→ Exercise requirements:
In the spring lawn care text, how deep must a garden fork's tines go into the soil to show there is no compaction problem?

→ Exercise passage:
The months of March and April are the best times to prepare your lawn for the rest of the summer. The coldest months are behind us, temperatures are warming up and everything is beginning to grow again. Lawn care can feel daunting in spring as you begin to focus on cleaning up what’s left of winter and prep your lawn for its best season, but it doesn’t have to be. With Ned Stevens’ tips on lawn care for spring, you can truly enjoy getting a dose of fresh, spring air and sunshine while you get your lawn on track for its healthiest season yet.
Getting Your Tools Ready
Maintaining a beautiful, healthy, perfectly manicured lawn begins with the tools necessary to make it so. Early spring is the best time to make sure your lawn care gadgets are up to the task. Make sure to tune up your mower by changing the oil, air filter and spark plug. Clean off all the dirt, dust and oil from winter and last summer by cleaning both the top and undercarriage and removing any leftover dirt or lawn clippings. Check the blades of your mower for any large nicks or gouges or any significant dulling. And, of course, make sure you have enough fuel on hand to fill up the tank.
It’s equally important to check your irrigation system whether it’s a sprinkler system or your hose, or both. Make sure your hose hasn’t suffered any cracking or UV damage over the winter. Check the couplings and washers at each end for damage and replace if necessary.
Clean Up Your Yard
Winter’s seasonal climate can alter the pH of your lawn’s soil. It can also compact the soil and create conditions that are favorable for weeds and disease. Spring is the crucial time to properly clean your yard by thoroughly raking away any sticks, leaves, branches and other debris. Fertilize and mow your yard early in the season to figure out if there are any bare spots or invasive plants that need to be taken care of. Look for uneven ground: low points can cause water to pool whereas high points can be a problem for your lawnmower. Use a shovel to even out your uneven patches.
Prep Your Soil
One of the biggest spring lawn concerns is soil compaction. Compaction occurs when the soil becomes too densely packed. This makes it more difficult for grass to take root and easier for hardier weeds to take over. Compaction is easy to test for: stick a garden fork into your lawn’s soil and if you can’t insert the tines 2 inches into your soil, you know you have a compaction problem. This is easily solved through the use of an aerator.
Watering The Right Way For Spring
It is important to follow a watering schedule in the summer to both make sure your lawn doesn’t dry up too much in the heat while also making sure you are conserving water. In the spring, watering your lawn is a little bit different. Holding off on watering in the beginning of spring is actually recommended. Early in the season you don’t need to rush to water your lawn. Since the roots grow first when the grass begins to grow, it is actually better if the ground is a little dry, allowing the roots to grow deep into the soil. It’s these deep roots that help your lawn to survive those scorching hot months.

→ Information provided:
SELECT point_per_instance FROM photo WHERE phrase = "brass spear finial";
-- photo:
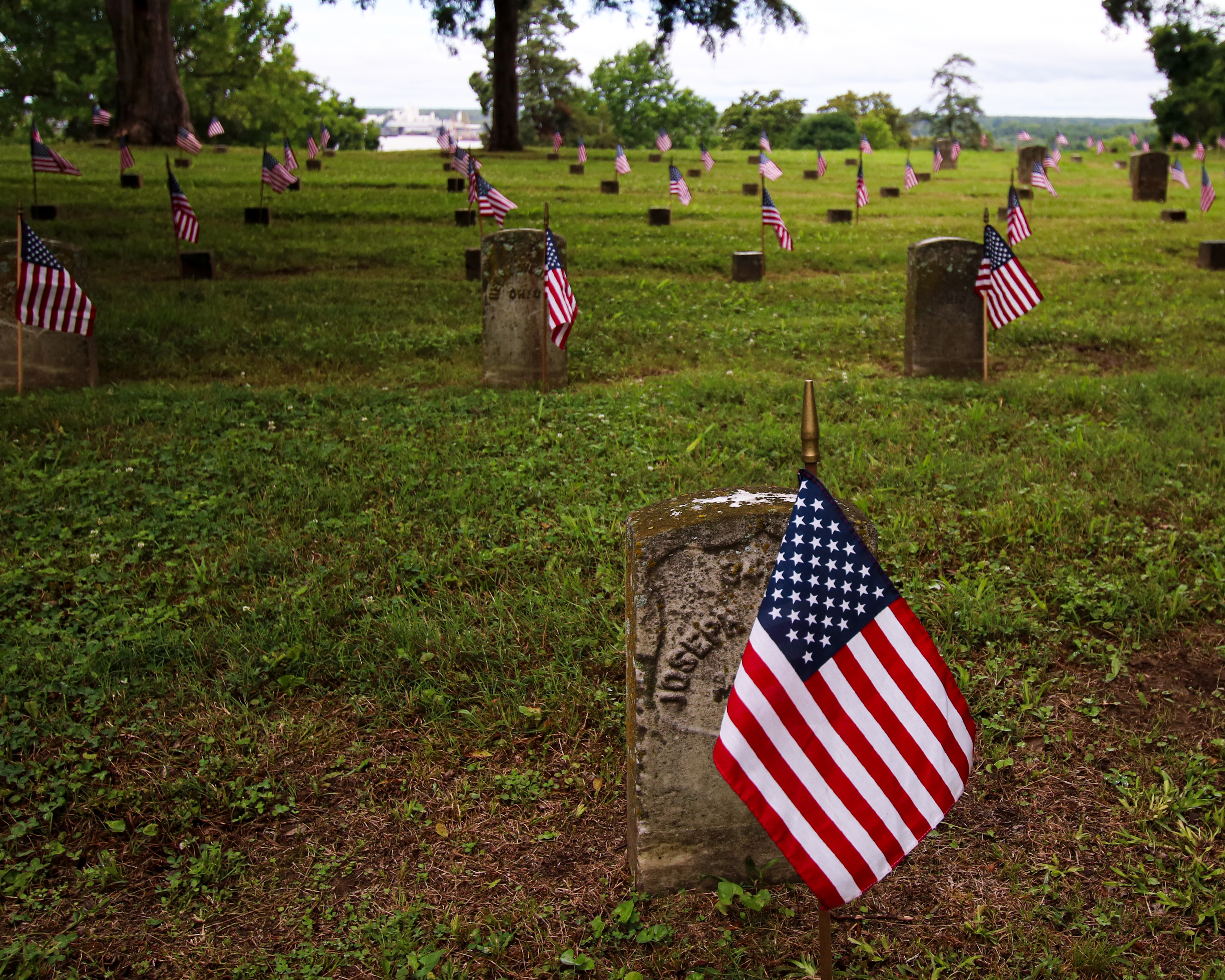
(810, 430)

→ Task solution:
2 inches.